• Challenge A
Answer these questions about the forum thread on daycare fees:
(i) Under the setup Play and Learn describes, how many work days do parents pay half their daily rate?
(ii) About how many weeks of holidays per year does Play and Learn take?
(iii) How many weeks per year does Momof4 require clients to pay full fees?

• Document passage
Any ideas???? I like this family (so far) although I'm not sure what they are really going to be like as clients.

HELP! :confused:

Sheena

playfelt
01-24-2012, 02:21 PM
If you charge them half the rate it is like both get a deal and when you think about it you aren't really losing that much because you aren't giving the child any food, craft supplies or using toilet paper, wipes, washing her bedding etc. for three weeks and the upside is that since the family feels they got a deal they stay loyal. But make it clear that it is an annual thing such as for only for a two week period so for three weeks it would be one week at full rates and half rate for additional weeks.

Play and Learn
01-24-2012, 04:14 PM
For parents what I have set up is this:

They get 2 weeks (10 work days) where they pay half their daily rate. After those two weeks are up, then full daily rates apply.

I also take a ton of holidays (upwards to 10 weeks per year which they signed upon), that the parents don't pay for (unless they are stat holidays).

Momof4
01-24-2012, 06:44 PM
First of all, be very careful taking on a friend, neighbour or relative and make sure they know you are a business woman during daycare hours. Let them know they have to follow the same contract as all the other people and you cannot give them special treatment. Trust me, you will be sorry if you let them walk all over you.

I take 3 weeks of holidays a year that my clients don't have to pay, but they have to pay full fees the other 49 weeks of the year no matter what happens, stats, sick days or family holidays. If I'm open, fees are due.

• Records for processing
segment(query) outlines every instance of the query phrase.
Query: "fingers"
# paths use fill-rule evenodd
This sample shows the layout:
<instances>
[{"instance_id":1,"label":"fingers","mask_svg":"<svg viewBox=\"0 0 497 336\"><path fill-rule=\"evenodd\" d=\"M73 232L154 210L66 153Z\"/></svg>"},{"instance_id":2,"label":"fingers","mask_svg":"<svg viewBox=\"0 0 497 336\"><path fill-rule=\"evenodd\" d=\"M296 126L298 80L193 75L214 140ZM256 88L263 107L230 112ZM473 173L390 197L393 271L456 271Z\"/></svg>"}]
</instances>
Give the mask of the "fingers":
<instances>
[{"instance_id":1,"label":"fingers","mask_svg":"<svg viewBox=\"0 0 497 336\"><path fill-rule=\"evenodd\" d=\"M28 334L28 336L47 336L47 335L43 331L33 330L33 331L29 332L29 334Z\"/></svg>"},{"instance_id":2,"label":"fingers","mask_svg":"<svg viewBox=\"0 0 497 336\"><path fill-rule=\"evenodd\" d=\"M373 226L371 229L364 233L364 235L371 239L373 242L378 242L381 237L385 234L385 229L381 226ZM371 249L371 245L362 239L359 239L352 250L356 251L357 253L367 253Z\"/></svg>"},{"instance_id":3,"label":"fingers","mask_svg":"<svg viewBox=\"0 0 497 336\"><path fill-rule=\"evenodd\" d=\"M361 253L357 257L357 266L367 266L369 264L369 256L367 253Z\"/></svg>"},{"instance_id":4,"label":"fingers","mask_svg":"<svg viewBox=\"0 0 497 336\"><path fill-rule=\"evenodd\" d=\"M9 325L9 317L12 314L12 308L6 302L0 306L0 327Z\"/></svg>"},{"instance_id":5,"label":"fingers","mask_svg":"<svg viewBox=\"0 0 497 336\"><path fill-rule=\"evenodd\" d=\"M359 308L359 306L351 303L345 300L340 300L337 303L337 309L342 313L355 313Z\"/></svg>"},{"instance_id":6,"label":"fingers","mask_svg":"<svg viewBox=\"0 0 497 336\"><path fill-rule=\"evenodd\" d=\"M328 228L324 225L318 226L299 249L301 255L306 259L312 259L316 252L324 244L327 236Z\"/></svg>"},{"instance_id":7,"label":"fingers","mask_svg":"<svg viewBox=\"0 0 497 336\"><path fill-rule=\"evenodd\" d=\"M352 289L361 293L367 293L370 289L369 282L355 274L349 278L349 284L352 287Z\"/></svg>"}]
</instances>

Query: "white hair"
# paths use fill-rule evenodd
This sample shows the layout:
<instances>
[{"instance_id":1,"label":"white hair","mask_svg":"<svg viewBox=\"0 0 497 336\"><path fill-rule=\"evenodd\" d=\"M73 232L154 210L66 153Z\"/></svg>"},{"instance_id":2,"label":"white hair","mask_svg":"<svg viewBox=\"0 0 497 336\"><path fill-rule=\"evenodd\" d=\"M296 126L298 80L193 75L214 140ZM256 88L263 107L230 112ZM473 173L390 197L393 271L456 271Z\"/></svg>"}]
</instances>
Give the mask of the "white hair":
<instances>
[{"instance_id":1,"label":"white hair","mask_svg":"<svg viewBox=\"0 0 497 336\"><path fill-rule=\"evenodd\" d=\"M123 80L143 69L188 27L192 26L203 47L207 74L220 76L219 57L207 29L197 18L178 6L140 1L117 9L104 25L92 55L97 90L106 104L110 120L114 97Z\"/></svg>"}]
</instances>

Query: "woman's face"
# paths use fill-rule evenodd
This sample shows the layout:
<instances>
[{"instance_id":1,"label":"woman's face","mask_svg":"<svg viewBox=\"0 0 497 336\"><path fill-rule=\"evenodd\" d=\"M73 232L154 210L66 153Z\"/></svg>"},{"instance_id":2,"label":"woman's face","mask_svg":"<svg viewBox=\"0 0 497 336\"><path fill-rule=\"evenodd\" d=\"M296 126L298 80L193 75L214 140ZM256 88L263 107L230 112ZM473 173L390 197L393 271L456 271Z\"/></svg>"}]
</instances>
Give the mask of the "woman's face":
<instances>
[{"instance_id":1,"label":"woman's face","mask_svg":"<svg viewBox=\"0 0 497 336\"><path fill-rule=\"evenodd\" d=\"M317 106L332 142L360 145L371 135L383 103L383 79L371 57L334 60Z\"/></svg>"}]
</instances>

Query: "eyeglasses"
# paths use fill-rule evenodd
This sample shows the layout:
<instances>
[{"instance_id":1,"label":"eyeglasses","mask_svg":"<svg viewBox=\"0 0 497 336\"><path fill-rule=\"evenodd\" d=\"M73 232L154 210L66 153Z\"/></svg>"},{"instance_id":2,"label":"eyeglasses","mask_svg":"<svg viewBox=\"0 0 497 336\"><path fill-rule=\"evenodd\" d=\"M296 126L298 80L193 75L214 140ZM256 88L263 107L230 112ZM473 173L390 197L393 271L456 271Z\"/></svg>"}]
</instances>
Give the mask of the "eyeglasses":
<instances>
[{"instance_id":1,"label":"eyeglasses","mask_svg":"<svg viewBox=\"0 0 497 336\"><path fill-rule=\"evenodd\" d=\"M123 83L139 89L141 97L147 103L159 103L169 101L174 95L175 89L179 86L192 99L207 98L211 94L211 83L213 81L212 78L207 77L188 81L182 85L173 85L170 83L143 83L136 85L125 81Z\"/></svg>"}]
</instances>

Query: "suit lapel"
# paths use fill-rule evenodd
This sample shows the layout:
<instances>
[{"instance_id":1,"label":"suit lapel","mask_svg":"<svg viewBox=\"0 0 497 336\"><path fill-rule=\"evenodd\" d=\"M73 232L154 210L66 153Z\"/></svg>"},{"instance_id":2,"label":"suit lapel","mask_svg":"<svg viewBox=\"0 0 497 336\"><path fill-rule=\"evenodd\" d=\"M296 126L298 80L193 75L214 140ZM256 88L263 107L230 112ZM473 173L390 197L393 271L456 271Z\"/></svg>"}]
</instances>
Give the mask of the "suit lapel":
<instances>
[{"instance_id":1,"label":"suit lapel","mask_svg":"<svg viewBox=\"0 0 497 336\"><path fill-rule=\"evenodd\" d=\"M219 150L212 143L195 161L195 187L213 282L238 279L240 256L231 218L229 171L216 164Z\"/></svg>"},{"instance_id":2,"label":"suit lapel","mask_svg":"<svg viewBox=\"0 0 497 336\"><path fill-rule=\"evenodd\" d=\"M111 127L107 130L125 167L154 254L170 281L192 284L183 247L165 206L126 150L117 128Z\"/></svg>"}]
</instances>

---

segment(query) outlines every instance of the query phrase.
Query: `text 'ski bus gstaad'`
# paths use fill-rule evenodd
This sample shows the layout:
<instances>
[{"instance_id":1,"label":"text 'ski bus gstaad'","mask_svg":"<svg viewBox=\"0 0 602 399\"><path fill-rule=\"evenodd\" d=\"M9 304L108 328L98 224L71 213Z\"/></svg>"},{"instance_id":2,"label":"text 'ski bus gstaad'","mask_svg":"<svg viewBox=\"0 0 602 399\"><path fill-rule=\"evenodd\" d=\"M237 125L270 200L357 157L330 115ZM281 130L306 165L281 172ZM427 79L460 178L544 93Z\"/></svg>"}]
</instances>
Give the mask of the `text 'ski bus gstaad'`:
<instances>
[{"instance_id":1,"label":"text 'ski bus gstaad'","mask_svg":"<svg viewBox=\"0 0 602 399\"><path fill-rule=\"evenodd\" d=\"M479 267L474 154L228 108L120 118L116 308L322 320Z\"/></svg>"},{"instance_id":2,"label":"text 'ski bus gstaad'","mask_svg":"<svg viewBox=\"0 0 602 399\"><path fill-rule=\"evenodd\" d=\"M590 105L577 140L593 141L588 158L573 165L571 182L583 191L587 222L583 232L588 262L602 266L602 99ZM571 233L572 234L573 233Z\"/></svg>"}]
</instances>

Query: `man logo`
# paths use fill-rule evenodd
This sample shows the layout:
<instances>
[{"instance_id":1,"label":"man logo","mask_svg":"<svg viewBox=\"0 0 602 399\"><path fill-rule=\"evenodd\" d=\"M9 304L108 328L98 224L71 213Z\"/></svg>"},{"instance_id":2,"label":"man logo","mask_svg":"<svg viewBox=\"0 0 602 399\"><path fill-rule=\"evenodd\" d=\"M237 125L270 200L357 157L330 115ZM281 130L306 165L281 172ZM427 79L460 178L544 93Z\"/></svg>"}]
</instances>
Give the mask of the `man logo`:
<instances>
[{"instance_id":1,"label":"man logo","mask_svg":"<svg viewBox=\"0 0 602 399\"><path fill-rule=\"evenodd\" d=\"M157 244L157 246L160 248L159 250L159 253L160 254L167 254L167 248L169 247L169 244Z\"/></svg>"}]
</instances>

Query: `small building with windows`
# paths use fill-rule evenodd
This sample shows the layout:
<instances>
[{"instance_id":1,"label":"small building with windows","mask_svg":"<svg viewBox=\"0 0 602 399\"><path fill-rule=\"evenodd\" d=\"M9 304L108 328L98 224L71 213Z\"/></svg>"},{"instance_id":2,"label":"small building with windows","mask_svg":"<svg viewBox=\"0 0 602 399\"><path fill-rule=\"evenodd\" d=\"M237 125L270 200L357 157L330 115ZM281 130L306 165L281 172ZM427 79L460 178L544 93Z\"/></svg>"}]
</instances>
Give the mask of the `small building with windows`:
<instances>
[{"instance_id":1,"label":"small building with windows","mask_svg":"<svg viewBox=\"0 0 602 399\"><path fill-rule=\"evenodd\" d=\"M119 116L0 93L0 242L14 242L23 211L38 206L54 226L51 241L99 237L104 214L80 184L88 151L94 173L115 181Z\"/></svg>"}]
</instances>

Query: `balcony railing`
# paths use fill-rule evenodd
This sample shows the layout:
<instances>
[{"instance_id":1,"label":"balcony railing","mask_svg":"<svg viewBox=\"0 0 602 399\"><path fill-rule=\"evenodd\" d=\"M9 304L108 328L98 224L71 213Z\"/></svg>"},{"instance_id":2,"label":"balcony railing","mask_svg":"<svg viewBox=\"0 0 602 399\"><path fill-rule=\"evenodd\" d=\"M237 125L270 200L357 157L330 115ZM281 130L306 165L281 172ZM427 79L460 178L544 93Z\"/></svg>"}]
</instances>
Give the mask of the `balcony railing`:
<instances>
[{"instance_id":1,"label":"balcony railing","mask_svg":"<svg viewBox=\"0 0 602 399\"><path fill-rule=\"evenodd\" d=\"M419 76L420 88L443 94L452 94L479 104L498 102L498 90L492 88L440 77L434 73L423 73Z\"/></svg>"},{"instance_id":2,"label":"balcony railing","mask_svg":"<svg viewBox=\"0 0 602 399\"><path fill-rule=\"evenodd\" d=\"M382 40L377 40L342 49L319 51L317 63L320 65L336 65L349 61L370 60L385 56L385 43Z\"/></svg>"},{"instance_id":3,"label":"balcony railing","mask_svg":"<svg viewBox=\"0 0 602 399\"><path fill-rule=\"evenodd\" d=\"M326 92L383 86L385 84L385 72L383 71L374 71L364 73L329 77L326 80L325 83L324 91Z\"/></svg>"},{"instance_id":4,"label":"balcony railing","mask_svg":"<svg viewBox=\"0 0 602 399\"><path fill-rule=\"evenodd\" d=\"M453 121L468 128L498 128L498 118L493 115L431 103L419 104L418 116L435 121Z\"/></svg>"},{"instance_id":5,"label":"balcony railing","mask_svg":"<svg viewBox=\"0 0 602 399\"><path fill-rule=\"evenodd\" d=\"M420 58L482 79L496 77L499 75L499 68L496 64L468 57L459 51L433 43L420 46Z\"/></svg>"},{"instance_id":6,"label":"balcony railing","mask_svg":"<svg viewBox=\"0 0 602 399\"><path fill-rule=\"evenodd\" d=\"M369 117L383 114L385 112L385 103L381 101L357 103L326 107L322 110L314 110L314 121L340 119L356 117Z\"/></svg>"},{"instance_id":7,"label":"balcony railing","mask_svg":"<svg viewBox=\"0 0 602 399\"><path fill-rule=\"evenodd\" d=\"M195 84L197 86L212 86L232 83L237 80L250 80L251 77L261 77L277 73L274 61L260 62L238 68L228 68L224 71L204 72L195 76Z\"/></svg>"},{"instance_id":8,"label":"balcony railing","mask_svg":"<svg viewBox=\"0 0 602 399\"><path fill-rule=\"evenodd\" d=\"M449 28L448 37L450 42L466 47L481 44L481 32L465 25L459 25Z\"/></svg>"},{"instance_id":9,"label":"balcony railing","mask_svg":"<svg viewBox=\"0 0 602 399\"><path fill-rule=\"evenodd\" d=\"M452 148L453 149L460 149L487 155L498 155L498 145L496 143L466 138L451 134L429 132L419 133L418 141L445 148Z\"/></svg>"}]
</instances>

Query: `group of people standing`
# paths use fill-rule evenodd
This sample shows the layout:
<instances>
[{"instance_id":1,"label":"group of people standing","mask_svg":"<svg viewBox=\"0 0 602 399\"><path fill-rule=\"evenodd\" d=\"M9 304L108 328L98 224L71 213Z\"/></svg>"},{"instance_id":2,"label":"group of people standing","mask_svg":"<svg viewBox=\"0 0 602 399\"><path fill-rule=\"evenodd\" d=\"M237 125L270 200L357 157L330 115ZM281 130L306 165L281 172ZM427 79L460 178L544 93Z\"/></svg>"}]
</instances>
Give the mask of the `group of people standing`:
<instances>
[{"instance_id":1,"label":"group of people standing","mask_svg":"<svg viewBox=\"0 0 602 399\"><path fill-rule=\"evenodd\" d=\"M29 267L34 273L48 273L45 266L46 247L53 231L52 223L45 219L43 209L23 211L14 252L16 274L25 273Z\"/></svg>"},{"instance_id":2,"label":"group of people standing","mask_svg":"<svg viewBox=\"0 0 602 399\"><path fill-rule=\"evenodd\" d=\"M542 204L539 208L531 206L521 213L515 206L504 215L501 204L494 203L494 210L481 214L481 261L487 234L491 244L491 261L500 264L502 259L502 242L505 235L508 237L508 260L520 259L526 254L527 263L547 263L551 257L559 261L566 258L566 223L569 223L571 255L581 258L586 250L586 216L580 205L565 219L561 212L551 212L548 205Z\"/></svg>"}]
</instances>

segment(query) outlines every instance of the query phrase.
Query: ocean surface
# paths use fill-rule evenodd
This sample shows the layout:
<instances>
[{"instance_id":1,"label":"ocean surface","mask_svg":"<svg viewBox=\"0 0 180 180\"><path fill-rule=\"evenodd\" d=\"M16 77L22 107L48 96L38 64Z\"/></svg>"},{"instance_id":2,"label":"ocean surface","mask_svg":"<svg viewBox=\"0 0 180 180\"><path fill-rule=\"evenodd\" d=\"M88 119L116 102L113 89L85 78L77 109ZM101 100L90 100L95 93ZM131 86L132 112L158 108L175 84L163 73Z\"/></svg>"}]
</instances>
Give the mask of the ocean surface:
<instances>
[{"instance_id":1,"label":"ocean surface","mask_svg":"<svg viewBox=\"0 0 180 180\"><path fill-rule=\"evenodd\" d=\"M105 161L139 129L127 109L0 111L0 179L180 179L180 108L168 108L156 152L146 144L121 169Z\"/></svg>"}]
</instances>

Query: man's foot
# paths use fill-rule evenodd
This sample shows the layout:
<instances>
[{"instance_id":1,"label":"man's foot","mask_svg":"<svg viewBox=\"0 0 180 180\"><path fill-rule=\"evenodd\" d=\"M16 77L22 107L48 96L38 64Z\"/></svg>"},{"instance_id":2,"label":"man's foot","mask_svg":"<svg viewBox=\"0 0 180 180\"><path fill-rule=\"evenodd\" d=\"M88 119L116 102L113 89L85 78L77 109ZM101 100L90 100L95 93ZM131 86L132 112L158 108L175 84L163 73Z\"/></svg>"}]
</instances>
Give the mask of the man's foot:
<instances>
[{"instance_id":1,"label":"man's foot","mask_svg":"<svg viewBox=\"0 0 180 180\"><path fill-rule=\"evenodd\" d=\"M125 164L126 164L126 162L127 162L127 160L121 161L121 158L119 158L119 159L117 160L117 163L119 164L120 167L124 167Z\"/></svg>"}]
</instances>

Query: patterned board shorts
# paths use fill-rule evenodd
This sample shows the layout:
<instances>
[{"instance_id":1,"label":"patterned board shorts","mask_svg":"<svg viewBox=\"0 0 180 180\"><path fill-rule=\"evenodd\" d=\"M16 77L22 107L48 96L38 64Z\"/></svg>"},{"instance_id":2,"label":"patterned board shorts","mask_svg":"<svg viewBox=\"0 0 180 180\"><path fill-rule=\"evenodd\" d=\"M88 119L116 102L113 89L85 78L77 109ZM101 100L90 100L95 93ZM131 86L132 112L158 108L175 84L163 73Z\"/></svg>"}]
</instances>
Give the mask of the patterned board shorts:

• Challenge B
List every line of the rows that contains the string "patterned", counting only matches with the same case.

• Task solution A
(i) 10 work days (2 weeks).
(ii) Upwards of 10 weeks per year.
(iii) 49 weeks.

• Task solution B
Query: patterned board shorts
[{"instance_id":1,"label":"patterned board shorts","mask_svg":"<svg viewBox=\"0 0 180 180\"><path fill-rule=\"evenodd\" d=\"M16 77L22 107L48 96L38 64Z\"/></svg>"},{"instance_id":2,"label":"patterned board shorts","mask_svg":"<svg viewBox=\"0 0 180 180\"><path fill-rule=\"evenodd\" d=\"M88 119L116 102L113 89L85 78L77 109ZM101 100L90 100L95 93ZM131 86L132 112L158 108L175 84L163 73Z\"/></svg>"}]
Give the mask of the patterned board shorts:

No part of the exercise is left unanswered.